TASK REQUIREMENTS: Rescale the records below by reproducing every line, requests included, with each polygon coordinate in the answers multiplied by 2.35 and rounded to the nearest whole number, halves going up.

SOURCE DATA:
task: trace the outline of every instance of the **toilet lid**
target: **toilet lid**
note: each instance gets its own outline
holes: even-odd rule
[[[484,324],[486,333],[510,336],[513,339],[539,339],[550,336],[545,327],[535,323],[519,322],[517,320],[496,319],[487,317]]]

PROBLEM SOLUTION:
task: trace the outline of every instance of the **toilet lid**
target: **toilet lid**
note: each instance gets its own outline
holes: even-odd rule
[[[1137,761],[1142,783],[1199,790],[1206,797],[1267,797],[1293,790],[1281,768],[1257,759],[1220,757],[1215,752],[1166,750],[1144,745]]]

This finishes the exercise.